Content starts
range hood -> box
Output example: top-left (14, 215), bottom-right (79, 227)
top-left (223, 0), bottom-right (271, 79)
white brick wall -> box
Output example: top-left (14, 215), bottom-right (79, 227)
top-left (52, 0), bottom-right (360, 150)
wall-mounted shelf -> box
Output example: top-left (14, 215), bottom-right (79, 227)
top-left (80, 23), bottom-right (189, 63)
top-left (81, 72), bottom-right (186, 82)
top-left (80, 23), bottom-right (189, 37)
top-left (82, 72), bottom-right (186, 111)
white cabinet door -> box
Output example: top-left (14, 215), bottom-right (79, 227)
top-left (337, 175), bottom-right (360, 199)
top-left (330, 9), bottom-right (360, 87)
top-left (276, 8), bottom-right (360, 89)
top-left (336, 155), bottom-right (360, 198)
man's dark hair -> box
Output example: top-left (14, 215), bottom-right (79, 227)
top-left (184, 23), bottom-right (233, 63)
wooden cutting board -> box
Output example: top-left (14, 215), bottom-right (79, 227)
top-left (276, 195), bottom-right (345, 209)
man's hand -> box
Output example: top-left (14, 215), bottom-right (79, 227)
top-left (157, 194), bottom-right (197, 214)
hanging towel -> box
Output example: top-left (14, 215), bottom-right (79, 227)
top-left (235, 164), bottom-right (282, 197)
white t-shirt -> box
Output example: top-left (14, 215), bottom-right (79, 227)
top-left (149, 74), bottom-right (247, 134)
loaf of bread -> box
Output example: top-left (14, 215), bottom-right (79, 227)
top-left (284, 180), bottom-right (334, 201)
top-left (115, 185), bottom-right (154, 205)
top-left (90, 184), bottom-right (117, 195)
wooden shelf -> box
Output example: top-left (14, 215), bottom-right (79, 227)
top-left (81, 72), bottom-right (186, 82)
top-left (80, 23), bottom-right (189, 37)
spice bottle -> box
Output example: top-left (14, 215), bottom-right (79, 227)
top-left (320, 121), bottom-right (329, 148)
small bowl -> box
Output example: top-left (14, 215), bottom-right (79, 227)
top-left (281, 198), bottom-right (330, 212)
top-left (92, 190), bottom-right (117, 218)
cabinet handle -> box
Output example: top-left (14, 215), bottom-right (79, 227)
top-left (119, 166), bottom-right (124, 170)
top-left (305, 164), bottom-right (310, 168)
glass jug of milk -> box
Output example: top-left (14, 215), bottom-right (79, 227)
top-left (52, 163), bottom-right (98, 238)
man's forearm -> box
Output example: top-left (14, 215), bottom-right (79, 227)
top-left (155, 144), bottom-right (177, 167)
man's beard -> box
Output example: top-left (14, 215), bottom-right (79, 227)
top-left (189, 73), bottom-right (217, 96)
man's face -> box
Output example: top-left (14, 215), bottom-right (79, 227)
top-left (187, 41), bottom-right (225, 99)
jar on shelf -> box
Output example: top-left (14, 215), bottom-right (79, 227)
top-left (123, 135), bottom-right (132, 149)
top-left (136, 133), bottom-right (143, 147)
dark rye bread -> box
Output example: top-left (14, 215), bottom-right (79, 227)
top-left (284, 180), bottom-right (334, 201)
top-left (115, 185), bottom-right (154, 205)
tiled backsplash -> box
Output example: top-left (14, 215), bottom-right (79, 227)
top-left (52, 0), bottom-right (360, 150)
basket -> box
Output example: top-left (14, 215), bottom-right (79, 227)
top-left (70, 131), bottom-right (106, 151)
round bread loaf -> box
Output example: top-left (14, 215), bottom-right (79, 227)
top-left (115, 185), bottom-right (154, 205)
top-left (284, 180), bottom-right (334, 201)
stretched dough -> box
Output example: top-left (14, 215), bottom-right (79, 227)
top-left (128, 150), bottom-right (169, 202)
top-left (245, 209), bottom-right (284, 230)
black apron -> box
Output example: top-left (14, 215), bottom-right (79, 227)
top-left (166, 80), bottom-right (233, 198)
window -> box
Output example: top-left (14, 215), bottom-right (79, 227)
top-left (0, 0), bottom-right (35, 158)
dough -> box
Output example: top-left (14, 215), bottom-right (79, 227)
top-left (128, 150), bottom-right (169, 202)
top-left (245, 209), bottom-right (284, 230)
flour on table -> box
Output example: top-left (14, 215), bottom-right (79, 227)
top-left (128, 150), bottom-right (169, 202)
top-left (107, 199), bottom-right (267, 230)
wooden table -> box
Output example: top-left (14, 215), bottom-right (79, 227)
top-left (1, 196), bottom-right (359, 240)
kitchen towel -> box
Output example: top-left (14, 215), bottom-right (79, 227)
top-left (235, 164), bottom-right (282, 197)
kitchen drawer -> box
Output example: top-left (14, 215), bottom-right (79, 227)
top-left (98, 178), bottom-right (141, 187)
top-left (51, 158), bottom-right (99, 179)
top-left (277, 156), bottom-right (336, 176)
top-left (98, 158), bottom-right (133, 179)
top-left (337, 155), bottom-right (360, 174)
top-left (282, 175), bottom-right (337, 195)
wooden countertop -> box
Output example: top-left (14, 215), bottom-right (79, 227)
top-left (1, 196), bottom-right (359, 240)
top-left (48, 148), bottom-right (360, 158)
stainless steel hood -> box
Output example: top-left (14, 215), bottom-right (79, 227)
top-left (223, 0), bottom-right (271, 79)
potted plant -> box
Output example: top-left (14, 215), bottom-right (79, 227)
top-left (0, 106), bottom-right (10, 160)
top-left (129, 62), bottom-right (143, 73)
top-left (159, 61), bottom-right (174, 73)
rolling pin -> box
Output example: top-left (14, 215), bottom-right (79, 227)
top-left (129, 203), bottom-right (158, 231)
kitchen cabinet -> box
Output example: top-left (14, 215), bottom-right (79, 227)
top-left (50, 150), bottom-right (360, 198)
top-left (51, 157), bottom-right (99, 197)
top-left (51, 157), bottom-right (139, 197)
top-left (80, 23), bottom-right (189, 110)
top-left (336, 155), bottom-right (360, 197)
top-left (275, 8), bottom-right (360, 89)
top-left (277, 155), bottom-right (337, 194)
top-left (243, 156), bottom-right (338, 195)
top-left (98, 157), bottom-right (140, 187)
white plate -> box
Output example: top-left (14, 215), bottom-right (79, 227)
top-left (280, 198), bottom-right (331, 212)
Content ends
YOUR INSTRUCTIONS:
Restate, word for word and with nothing added, the lines from the first line of the listing through the one where "white t-shirt -> box" stands.

WRITTEN SOLUTION:
range hood -> box
Output example: top-left (14, 215), bottom-right (79, 227)
top-left (223, 0), bottom-right (271, 79)
white brick wall -> box
Output example: top-left (14, 215), bottom-right (79, 227)
top-left (52, 0), bottom-right (360, 150)
wall-mounted shelf -> box
Output example: top-left (14, 215), bottom-right (79, 227)
top-left (80, 23), bottom-right (189, 63)
top-left (81, 72), bottom-right (186, 82)
top-left (80, 23), bottom-right (189, 37)
top-left (82, 72), bottom-right (186, 111)
white cabinet door -> box
Output example: top-left (14, 215), bottom-right (79, 227)
top-left (337, 175), bottom-right (360, 199)
top-left (330, 9), bottom-right (360, 87)
top-left (276, 8), bottom-right (360, 89)
top-left (336, 155), bottom-right (360, 198)
man's dark hair -> box
Output example: top-left (14, 215), bottom-right (79, 227)
top-left (184, 23), bottom-right (233, 63)
wooden cutting board -> box
Output example: top-left (14, 215), bottom-right (79, 227)
top-left (276, 195), bottom-right (345, 209)
man's hand -> box
Output example: top-left (14, 215), bottom-right (79, 227)
top-left (157, 194), bottom-right (197, 214)
hanging towel -> box
Output example: top-left (14, 215), bottom-right (79, 227)
top-left (235, 164), bottom-right (282, 197)
white t-shirt -> box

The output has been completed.